Selected excerpt Block Start
His strict standards resulted in a clash early the following year, when a group of 900 POWs who had been held under harsh conditions in Java arrived at Changi. Galleghan was critical of their appearance, and suggested that the senior officer in charge of the newly arrived POWs, Lieutenant Colonel Weary Dunlop, be replaced. Brigadier Arthur Blackburn, an officer senior to both Galleghan and Dunlop and who was passing through the camp at the time, supported Dunlop in his appointment. Before he and his group of POWs left Changi to go onto a camp on the Thai-Burma railway, Dunlop expressed his disappointment at Galleghan's lack of interest in helping them with provisions.

From 1944, Galleghan was deputy commander of all Allied prisoners in Malaya. Changi was relieved by the Allied forces in August 1945 and two months later, Galleghan returned to Australia. He was never involved with POW associations, always regarding himself a soldier rather than a prisoner and encouraged other former POWs to follow his example. Some under his command found Galleghan's manner to be overbearing and amounting to bullying but for most he engendered considerable respect.
Selected excerpt Block End
Provided information Block Start
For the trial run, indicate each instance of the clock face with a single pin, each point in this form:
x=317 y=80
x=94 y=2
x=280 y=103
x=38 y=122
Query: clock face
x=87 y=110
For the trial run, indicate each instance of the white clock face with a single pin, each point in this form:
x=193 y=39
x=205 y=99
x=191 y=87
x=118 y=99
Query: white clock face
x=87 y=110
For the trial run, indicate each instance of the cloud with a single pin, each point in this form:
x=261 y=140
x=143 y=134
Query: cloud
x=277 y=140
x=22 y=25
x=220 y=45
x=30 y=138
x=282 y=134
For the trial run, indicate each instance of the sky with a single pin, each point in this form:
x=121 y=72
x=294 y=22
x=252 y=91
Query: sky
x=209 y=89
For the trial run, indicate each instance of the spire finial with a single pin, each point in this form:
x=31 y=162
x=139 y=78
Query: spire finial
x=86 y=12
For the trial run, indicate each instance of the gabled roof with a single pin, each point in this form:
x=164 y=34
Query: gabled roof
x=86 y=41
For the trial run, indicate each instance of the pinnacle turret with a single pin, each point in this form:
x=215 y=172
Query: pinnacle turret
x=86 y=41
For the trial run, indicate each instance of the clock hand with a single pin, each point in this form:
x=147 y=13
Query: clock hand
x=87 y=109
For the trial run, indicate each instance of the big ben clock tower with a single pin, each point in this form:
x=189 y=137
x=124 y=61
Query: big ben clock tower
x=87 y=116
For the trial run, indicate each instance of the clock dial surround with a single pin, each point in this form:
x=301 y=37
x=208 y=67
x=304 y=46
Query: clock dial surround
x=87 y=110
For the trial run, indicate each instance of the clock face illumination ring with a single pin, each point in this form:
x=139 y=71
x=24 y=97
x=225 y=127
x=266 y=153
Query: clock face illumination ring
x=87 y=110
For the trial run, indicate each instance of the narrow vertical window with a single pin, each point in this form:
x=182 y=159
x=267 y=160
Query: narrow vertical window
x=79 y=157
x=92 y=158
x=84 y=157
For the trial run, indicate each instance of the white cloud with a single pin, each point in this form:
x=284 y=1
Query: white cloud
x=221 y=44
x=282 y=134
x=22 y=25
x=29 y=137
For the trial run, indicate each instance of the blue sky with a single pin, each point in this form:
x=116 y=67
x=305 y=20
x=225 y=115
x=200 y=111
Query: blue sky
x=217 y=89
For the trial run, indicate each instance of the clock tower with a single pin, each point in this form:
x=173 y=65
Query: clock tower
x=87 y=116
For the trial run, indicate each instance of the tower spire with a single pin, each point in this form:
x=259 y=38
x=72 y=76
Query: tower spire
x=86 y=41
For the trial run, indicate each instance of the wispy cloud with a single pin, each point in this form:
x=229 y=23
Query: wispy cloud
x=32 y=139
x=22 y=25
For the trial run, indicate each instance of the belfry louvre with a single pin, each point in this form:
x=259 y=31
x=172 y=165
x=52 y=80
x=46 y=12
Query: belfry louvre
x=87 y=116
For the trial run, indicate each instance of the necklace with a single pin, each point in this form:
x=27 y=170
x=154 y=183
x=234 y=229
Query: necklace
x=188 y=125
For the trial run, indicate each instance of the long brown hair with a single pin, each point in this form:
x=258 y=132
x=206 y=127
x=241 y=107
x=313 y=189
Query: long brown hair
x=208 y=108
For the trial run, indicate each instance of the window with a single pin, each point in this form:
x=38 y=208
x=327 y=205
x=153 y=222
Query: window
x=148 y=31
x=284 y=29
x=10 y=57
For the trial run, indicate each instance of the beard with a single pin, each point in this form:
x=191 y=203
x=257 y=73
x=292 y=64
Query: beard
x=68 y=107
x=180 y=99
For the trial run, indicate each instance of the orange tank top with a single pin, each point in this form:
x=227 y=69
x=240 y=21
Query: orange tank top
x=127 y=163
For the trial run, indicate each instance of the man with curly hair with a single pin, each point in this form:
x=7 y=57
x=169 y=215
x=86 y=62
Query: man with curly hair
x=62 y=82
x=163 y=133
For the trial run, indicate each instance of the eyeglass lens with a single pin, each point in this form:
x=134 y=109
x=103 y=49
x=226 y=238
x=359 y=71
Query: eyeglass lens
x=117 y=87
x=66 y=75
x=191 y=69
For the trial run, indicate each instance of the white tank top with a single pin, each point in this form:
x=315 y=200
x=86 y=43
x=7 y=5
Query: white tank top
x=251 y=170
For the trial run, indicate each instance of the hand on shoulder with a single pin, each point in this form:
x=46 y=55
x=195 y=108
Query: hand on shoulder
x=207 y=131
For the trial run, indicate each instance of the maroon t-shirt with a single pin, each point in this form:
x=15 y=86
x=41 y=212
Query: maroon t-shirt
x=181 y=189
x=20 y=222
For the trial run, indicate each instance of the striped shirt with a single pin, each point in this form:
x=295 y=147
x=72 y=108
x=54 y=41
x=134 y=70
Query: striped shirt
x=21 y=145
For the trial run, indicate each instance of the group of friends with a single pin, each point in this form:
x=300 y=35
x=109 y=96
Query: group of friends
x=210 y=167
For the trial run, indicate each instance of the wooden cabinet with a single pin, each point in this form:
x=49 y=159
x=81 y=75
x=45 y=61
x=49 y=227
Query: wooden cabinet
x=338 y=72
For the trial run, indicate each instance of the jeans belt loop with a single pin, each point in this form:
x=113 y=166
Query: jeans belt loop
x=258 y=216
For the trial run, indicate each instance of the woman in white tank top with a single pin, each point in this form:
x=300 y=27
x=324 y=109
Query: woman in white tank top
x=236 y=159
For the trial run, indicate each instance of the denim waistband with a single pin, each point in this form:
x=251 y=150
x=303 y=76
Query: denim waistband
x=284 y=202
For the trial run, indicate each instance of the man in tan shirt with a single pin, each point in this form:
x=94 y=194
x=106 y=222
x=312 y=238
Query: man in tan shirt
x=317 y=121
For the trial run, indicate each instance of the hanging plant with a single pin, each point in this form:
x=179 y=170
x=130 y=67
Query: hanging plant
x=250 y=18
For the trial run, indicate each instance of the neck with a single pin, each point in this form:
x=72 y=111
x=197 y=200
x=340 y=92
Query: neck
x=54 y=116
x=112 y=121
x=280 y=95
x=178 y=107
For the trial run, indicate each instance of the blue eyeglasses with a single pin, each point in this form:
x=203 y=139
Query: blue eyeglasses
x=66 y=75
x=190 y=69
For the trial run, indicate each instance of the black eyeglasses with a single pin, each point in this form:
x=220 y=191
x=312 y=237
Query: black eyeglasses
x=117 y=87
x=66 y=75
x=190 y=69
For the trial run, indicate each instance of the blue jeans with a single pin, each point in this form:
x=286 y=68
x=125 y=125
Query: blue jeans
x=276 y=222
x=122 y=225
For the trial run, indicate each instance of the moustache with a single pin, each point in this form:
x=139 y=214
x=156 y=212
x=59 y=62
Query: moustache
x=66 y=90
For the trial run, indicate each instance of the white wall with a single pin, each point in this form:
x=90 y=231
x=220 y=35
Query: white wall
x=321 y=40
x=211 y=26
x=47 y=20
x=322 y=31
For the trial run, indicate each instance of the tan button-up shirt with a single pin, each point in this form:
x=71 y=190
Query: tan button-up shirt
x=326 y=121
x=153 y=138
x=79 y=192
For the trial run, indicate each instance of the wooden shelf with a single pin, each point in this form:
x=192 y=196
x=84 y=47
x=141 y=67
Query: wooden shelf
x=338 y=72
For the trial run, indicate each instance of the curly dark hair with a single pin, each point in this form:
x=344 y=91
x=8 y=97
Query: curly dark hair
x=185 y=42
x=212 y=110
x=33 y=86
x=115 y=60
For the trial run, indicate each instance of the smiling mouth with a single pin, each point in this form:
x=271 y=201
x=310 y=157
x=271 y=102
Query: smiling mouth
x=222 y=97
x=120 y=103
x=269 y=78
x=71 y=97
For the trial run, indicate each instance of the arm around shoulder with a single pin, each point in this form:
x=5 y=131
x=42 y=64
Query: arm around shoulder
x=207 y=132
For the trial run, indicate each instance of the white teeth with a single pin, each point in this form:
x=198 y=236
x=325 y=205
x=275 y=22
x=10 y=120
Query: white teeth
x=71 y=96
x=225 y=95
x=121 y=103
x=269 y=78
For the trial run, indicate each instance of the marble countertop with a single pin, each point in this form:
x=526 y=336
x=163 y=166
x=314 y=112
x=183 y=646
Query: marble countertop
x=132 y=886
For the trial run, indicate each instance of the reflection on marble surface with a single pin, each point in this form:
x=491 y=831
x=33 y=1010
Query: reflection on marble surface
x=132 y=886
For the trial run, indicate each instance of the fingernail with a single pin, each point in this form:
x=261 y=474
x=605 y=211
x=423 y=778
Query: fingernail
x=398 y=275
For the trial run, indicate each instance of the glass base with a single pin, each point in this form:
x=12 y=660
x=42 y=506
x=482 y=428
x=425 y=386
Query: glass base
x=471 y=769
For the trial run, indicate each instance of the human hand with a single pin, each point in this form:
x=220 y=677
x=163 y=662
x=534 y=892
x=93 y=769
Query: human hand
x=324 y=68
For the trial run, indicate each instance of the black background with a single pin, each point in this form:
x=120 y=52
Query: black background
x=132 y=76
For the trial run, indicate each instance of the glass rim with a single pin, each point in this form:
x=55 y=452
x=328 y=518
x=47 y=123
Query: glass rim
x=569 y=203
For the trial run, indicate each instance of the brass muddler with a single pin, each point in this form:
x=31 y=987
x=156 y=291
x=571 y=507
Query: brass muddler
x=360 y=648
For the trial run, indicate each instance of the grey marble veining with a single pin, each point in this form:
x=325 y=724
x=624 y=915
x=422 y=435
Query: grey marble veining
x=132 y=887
Provided information Block End
▸ What is expected
Continue the passage about Galleghan from the last sentence above.

▸ Written reply
==Later life==
Galleghan retired from military service in January 1946 with the rank of temporary brigadier; his promotion was with effect from 1942. He returned to his investigative career at the Attorney-General's Department and was soon deputy-director, with responsibility for the Sydney office. The following year he was recognised for his leadership during the imprisonment at Changi with an appointment as an Officer of the Order of the British Empire. The citation noted his "meritorious service & devotion as POW in Malaya". He was made an honorary major general in 1948, and for nearly two years, he was in charge of the Australian Military Mission to Germany. Once his duties in Europe were completed, he became involved in refugee work.

In the postwar period, Bennett's escape to Australia at the end of the fighting at Singapore came under scrutiny, with some senior generals considering his actions to amount to desertion of his troops. However, Galleghan was a supporter of Bennett's conduct, drawing a comparison to that of General Douglas MacArthur's escape from the Philippines in March 1942. Later, during the preparation of the official history of the Australian effort in Singapore, Galleghan suggested the author, Lionel Wigmore, examine Maxwell's decision to remove him from command of 2/30th Battalion during the early stages of the Battle of Singapore.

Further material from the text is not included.